═════ Übungstext ═════

Schwäbische Zeitung (Biberach)
Bitteres, aus dem Wunderbares entstand
Biberacher Museum zeigt „Lager Lindele – Leben hinter Stacheldraht“
BIBERACH - 400 Besucher haben am Mittwoch Interesse und Wertschätzung für eine Ausstellungseröffnung im Biberacher Museum gezeigt. Der Titel: „Lager Lindele – Leben hinter Stacheldraht“.
Einen krassen Gegensatz zum bedrückenden Thema bildeten die Menschen. Statt düsterer Beklemmung erklang frohes Lachen und Rotraud Rebmann, Nellie Le Feuvre und Dudley Bradley sind gewissermaßen das Spiegelbild der Emotionen. Herzlich zugewandt und voll heiterer Gelassenheit stehen sie eng beisammen und ihre Lebenslust erscheint angesichts der Nazi-Zeichen surreal.
Real ist das damalige Geschehen, dass aus dem heutigen Gelände der Hochschule für Polizei und dem ehemaligen Kasernenlager im Jahr 1940 ein Lager für Kriegsgefangene und Deportierte wurde. Dass dort unter anderem 2000 Menschen von den Inseln Jersey, Guernsey und Sark interniert wurden.

═════ Ausgangsdaten ═════

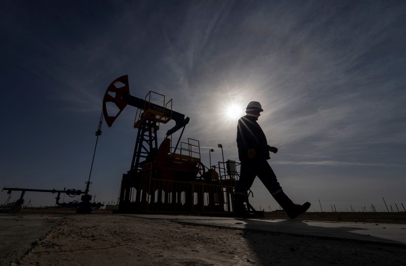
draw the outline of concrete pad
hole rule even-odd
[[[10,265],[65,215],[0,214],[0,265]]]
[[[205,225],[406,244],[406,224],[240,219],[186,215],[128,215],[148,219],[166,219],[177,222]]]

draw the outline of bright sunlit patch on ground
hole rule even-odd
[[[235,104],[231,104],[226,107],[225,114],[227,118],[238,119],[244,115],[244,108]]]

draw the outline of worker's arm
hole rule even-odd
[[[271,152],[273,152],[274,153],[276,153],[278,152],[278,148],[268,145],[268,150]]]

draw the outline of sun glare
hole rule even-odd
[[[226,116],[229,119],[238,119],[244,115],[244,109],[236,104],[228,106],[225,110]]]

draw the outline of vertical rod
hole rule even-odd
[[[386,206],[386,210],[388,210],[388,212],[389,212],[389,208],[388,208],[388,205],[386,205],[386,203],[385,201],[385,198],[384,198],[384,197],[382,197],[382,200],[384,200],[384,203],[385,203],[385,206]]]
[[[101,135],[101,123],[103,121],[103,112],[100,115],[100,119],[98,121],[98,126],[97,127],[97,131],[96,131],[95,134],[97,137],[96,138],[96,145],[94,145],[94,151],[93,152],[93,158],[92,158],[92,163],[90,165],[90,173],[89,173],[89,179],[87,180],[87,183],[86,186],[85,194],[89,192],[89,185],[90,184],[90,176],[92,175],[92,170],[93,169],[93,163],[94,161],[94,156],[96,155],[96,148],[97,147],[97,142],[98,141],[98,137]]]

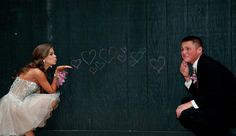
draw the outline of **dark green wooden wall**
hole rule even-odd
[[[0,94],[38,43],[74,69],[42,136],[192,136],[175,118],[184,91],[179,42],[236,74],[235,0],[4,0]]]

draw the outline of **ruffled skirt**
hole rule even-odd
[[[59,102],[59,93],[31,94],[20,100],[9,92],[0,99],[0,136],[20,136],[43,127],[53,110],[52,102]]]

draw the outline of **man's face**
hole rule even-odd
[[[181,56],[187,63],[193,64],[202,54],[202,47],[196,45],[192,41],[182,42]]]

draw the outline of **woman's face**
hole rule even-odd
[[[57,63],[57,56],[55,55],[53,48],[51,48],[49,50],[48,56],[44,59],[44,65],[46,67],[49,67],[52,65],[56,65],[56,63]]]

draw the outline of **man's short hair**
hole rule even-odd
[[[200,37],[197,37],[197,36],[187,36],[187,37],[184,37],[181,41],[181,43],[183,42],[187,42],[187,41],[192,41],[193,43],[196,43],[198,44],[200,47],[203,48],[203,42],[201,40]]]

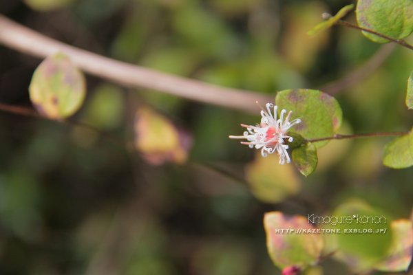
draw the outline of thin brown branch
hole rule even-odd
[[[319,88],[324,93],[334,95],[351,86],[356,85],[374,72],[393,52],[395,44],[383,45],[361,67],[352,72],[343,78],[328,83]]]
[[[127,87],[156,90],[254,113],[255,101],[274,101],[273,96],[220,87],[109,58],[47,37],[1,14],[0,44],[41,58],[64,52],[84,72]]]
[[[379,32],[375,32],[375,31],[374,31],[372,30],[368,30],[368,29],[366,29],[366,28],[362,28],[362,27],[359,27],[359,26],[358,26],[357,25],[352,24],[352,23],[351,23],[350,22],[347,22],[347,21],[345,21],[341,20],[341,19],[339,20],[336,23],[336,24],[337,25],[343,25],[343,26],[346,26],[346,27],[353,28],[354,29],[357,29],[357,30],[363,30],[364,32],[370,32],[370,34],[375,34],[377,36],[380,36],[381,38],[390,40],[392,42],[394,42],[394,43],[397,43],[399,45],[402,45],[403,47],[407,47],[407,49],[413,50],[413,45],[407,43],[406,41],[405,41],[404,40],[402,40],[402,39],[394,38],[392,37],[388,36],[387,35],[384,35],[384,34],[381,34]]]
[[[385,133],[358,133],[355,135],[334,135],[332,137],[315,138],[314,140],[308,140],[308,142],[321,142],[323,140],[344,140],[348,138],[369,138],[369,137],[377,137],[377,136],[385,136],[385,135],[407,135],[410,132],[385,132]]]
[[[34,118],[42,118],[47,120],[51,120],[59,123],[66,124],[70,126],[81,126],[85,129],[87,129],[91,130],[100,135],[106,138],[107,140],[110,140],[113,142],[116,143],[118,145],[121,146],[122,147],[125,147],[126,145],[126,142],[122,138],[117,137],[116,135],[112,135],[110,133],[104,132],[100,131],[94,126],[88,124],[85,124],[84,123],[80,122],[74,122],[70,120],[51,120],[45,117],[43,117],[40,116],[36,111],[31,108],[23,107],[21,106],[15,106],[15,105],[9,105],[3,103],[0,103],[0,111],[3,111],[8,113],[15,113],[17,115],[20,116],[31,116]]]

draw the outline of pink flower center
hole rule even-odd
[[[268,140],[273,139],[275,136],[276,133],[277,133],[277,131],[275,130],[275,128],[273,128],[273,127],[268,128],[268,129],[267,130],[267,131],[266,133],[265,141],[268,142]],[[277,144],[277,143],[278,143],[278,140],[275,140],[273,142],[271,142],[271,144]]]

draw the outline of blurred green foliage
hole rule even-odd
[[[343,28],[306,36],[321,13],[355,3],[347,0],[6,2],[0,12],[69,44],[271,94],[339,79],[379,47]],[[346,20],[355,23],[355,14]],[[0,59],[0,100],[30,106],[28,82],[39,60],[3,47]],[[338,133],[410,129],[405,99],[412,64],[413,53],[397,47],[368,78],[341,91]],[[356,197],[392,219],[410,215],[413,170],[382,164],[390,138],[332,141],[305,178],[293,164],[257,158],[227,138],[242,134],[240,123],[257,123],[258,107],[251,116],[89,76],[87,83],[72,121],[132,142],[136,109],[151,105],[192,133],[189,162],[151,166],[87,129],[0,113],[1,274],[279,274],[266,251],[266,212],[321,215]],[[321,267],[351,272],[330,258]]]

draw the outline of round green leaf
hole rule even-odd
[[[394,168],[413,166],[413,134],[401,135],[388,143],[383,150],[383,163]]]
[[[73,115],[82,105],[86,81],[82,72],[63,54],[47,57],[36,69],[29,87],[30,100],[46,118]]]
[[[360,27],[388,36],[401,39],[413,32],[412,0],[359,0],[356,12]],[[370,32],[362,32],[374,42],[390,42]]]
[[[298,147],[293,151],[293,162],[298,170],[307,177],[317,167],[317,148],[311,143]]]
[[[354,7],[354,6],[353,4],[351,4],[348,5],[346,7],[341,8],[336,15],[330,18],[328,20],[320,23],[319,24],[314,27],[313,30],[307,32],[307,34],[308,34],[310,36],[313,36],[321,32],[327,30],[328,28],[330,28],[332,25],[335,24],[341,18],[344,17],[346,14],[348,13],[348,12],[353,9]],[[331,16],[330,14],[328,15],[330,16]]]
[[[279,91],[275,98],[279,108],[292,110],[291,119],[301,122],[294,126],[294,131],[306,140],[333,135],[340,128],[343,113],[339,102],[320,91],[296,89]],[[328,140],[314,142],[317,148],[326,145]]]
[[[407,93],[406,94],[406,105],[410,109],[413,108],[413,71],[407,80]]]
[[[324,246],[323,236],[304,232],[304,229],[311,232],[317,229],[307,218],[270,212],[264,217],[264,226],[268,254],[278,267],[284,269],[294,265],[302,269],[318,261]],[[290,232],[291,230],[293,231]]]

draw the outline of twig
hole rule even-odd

═════
═════ Ausgangsdaten ═════

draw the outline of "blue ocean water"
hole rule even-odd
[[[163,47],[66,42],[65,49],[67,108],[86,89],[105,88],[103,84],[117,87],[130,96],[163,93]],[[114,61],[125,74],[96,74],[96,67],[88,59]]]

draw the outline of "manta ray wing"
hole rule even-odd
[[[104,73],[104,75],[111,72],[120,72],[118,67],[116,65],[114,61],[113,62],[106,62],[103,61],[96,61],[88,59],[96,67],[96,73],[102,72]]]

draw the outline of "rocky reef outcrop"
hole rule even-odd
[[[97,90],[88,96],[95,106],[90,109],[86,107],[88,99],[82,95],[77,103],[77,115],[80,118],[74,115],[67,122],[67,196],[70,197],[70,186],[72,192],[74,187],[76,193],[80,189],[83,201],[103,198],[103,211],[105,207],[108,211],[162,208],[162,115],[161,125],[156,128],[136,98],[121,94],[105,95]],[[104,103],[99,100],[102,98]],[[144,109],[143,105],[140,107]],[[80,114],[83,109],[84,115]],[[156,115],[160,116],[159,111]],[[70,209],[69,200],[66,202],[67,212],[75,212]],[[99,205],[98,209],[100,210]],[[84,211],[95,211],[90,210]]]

═════
═════ Ausgangsdaten ═════

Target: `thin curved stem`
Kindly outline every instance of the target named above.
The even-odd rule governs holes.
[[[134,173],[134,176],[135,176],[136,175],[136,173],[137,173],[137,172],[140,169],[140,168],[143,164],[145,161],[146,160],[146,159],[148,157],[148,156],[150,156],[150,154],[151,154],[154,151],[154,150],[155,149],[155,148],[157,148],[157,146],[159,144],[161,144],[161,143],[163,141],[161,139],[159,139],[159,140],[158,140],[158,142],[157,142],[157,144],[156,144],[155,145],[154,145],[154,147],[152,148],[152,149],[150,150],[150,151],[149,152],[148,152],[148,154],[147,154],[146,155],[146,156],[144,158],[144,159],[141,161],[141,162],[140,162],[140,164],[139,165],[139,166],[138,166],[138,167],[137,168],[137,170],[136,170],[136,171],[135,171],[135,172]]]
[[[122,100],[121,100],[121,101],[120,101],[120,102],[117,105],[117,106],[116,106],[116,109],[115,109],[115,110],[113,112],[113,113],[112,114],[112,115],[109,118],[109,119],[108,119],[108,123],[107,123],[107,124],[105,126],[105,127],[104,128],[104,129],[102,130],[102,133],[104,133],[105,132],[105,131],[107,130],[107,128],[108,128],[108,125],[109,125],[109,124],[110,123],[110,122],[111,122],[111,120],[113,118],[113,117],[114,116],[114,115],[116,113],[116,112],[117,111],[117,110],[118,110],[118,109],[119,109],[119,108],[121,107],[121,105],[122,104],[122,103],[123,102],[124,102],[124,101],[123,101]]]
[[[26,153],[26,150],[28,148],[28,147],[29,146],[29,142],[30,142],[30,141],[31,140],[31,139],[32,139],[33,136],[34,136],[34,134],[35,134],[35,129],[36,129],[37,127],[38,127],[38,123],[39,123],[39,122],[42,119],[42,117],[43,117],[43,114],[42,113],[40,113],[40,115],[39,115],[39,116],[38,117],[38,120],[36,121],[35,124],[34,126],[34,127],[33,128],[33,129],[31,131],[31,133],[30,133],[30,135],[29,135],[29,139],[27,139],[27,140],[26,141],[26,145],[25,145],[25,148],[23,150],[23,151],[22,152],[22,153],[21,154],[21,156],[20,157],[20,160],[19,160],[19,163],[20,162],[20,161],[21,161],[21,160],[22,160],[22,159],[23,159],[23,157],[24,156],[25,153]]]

═════

Schreibe aus dem Artikel über das Lager Lindele die Stelle zwischen „Bitteres, aus dem“ und „der Nazi-Zeichen surreal.“ einschließlich wortgetreu ab. Die gespeicherten Einträge spielen hierfür keine Rolle.

Bitteres, aus dem Wunderbares entstand
Biberacher Museum zeigt „Lager Lindele – Leben hinter Stacheldraht“
BIBERACH - 400 Besucher haben am Mittwoch Interesse und Wertschätzung für eine Ausstellungseröffnung im Biberacher Museum gezeigt. Der Titel: „Lager Lindele – Leben hinter Stacheldraht“.
Einen krassen Gegensatz zum bedrückenden Thema bildeten die Menschen. Statt düsterer Beklemmung erklang frohes Lachen und Rotraud Rebmann, Nellie Le Feuvre und Dudley Bradley sind gewissermaßen das Spiegelbild der Emotionen. Herzlich zugewandt und voll heiterer Gelassenheit stehen sie eng beisammen und ihre Lebenslust erscheint angesichts der Nazi-Zeichen surreal.